▶ _Set problem_: Extract each line from the items below that contains the string "face", and reproduce those lines in their original order.

▶ _Data for this exercise_:
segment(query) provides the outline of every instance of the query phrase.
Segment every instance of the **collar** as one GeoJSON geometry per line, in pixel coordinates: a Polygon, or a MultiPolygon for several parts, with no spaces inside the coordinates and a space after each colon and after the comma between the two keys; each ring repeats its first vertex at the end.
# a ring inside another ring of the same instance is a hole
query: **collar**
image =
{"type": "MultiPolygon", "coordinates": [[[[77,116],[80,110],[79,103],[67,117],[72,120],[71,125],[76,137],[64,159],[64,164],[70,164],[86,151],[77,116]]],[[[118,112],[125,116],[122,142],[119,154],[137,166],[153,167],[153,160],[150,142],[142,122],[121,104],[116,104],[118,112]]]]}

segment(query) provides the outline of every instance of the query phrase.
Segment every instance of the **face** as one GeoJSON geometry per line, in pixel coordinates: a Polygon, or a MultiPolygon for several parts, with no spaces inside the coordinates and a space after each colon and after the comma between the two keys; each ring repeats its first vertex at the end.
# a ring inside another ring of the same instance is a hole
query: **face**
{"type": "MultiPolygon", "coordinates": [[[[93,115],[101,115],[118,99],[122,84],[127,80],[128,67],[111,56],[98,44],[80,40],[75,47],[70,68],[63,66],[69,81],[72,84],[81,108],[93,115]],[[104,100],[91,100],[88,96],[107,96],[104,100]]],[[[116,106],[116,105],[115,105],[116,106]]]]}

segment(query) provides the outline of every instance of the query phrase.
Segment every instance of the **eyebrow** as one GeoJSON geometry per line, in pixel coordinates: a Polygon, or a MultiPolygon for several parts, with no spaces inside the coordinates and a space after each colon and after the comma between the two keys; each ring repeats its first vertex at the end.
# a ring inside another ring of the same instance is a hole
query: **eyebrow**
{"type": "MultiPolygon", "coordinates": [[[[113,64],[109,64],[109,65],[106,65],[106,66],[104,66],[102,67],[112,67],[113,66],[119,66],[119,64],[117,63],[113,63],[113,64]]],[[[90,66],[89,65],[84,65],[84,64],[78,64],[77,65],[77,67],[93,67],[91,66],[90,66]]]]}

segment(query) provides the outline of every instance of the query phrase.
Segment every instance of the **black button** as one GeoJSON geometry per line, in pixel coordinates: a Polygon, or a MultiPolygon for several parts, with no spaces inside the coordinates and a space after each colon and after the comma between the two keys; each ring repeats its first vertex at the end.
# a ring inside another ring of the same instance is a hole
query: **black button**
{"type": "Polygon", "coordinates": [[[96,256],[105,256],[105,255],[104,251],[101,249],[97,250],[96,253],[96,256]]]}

▶ _Completed task_:
Segment every instance of the **face** as one GeoJSON geometry per line, in pixel coordinates: a Polygon, or a MultiPolygon for several parts, with no spaces inside the coordinates and a space after each colon and after the comma between the two keys; each ring repeats its first vertex at the end.
query: **face**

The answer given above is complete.